WORK ORDER:
Exclude the pictures and repeat all of the data exactly.

= = = = =

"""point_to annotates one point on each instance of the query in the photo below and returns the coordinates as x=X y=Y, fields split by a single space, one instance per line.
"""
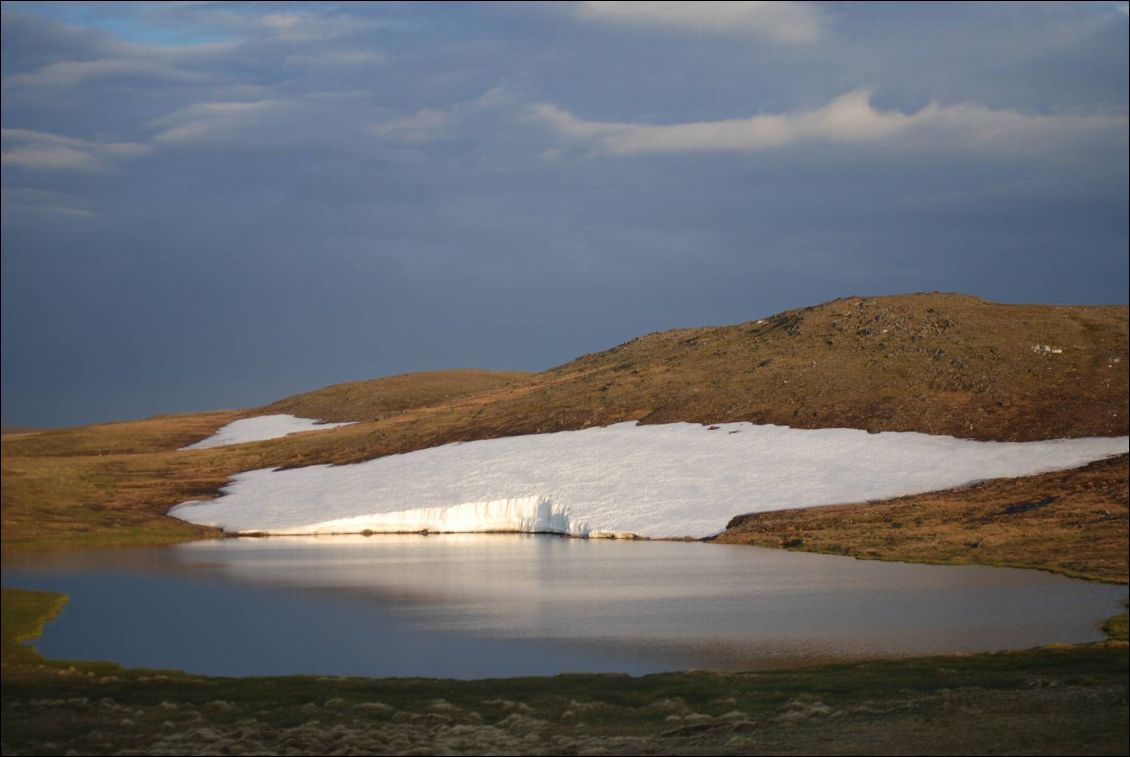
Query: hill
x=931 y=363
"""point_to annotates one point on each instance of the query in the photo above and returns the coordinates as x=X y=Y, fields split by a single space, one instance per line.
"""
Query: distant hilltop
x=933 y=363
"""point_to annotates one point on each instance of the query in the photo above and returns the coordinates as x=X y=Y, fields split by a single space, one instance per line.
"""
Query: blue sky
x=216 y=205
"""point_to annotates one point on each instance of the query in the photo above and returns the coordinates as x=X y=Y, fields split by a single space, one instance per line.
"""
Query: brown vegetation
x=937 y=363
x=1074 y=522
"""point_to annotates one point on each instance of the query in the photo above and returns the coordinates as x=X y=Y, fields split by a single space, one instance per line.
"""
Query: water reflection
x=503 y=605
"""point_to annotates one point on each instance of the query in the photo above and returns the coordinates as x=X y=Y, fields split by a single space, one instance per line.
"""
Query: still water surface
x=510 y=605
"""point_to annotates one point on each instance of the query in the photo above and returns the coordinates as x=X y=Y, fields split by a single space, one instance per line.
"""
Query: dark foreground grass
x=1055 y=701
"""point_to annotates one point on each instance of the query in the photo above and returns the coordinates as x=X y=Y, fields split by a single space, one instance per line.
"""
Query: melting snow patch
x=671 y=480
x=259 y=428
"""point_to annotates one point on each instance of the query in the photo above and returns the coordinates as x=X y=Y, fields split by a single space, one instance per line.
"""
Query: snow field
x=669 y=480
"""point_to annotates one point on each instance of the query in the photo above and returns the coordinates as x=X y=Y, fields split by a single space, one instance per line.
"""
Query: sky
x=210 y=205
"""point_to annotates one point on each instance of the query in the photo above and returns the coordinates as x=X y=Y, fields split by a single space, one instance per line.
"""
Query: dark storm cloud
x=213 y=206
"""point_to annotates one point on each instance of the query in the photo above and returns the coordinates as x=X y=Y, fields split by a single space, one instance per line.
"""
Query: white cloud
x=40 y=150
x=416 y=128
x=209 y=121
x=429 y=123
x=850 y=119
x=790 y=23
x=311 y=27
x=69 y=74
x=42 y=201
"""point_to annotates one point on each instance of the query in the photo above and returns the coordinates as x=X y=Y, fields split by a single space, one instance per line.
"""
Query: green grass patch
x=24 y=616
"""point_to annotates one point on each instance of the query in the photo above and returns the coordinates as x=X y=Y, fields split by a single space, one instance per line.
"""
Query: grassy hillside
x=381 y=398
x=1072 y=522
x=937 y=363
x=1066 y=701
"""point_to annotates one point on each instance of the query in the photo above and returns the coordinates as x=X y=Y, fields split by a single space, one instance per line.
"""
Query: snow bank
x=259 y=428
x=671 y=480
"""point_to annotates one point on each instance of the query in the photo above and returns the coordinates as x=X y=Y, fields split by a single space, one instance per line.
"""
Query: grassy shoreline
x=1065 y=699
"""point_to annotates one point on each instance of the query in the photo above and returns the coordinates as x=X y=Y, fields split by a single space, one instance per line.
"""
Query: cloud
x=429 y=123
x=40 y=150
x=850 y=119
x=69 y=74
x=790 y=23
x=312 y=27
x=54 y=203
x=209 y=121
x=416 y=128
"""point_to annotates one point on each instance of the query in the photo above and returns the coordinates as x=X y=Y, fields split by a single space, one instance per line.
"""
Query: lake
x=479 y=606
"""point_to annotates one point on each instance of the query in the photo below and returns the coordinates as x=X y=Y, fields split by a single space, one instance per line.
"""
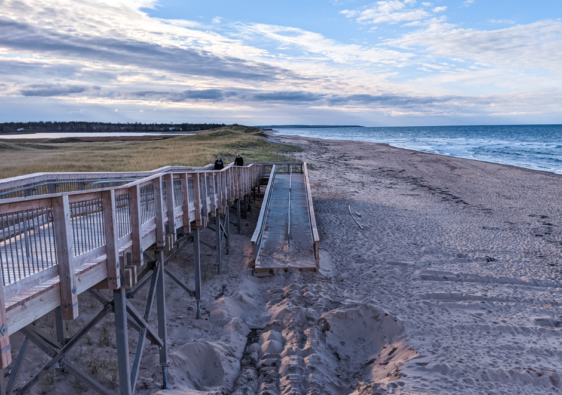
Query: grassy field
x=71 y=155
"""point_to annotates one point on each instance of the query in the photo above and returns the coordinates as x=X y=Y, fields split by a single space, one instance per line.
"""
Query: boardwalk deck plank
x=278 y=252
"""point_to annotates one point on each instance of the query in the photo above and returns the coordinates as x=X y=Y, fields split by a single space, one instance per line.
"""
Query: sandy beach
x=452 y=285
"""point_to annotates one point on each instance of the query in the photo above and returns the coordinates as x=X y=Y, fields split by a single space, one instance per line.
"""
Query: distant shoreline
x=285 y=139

= = = = =

REPLY TO THE TASK:
"""point_to annotates one point on each instance of the query in the photo below and returns the coordinates as x=X y=Y, fields split by a single space, one instance per line.
"""
Query: hill
x=931 y=363
"""point_to annotates one point on each instance of the query in the photo above and returns the coordinates as x=X y=Y, fields split by a single space, one instance per line.
"""
Query: distant hilltop
x=933 y=363
"""point_to annotates one point on each instance of the query in the photo above and returns the coordinates as x=X y=Y, fields split by a single space, one instance per line.
"""
Query: blue sky
x=216 y=205
"""point_to annotates one point on each instance of the query in the photo above and returns the coordinates as x=X y=Y, fields split by a single space, one instance per line.
"""
Query: brown vegetation
x=937 y=363
x=1074 y=522
"""point_to annotates one point on each instance of the query in the photo above and returns the coordinates as x=X y=Y, fields split by a single space, one instance per line.
"""
Query: water reflection
x=503 y=605
"""point_to annotates one point on each instance of the query in the photo above and returns the coordinates as x=X y=Y, fields split by a single space, one instance per line.
"""
Query: still water surface
x=510 y=605
"""point_to annotates one point on each instance of the query in the photo above and returns the coordinates as x=X y=Y, fields split by a single space, one instance per line.
"""
Query: dark foreground grass
x=1055 y=701
"""point_to annotates one point on each instance of the query in the photo above and returns the coordinates as x=X y=Y, fields split by a single space, one instance per line.
"""
Query: melting snow patch
x=671 y=480
x=259 y=428
"""point_to annotates one point on each instance of the query in the photo above and returns the coordinates as x=X y=Y, fields split by a single space, one instance per line.
"""
Query: snow field
x=669 y=480
"""point_to annotates one point on each instance of the query in the photo above and returns the coordinates as x=X y=Y, fields split by a single space, one instance per line.
"""
Query: sky
x=210 y=205
"""point_to annotates one point on each instance of the query in the photo above and returns the coordinates as x=X y=Y, fields split by a single space, one instance per line.
"""
Query: dark storm cloud
x=213 y=206
"""point_to annotates one point on each instance of the query in the photo above and returns the coordinates as x=X y=Y, fields split by a single space, one instance per line.
"""
Query: white cloud
x=40 y=150
x=416 y=128
x=209 y=121
x=429 y=123
x=850 y=119
x=790 y=23
x=311 y=27
x=69 y=74
x=42 y=201
"""point_to annotates one point on each instance of the query in the photo above and returns the coordinates as x=X y=Y, fields split by a single space, one instance per line.
"""
Query: green grass patch
x=24 y=616
"""point_to annotates one point on each instance of the query in the photo above and returns the coordinates as x=X y=Y, fields split by a single space, one instance per line.
"""
Query: grassy hillside
x=381 y=398
x=1072 y=522
x=937 y=363
x=1066 y=701
"""point_to annotates one point on each instance of the query in the photo above and returns the coordinates as x=X y=Y, fields split by a single space, one instance per line.
"""
Query: snow bank
x=259 y=428
x=671 y=480
"""point_to annotates one point on each instance of the query in the photo above and returns the coordinates as x=X y=Y, fields split by a single space, one instance per line.
"""
Query: grassy shoreline
x=1065 y=699
"""point_to annotates one point on each instance of the query in the photo above and returns the coordinates as x=X y=Y, fields split by a single space, one instance per line.
"""
Query: cloud
x=429 y=123
x=40 y=150
x=850 y=119
x=69 y=74
x=790 y=23
x=312 y=27
x=54 y=203
x=209 y=121
x=416 y=128
"""point_to annotates one point on each instance of the query in the photo above and returns the coordinates as x=X y=Y, fields split by a single space, one instance per line.
"""
Query: lake
x=479 y=606
"""point_to annotates one point on each instance of the query in the photo below and returns the coordinates as x=X y=Y, fields split by a single space, one instance per line.
"""
Query: grassy field
x=71 y=155
"""point_to annotates one point on each instance of the query in the photo above and returns the coordinates as x=X y=Y, fields split by a single space, one instance per line.
"""
Query: boardwalk deck plank
x=278 y=252
"""point_to annotates one point on each instance of the query in the photo above and returns the coordinates as x=X y=Y, fields split by a single space, one instance per line.
"""
Query: sandy beach
x=452 y=285
"""point_to annotates one point on each instance of the query in the photo above and returns the coordinates as x=X y=Y, fields split by a single space, one instance per line.
"""
Query: distant shoreline
x=285 y=139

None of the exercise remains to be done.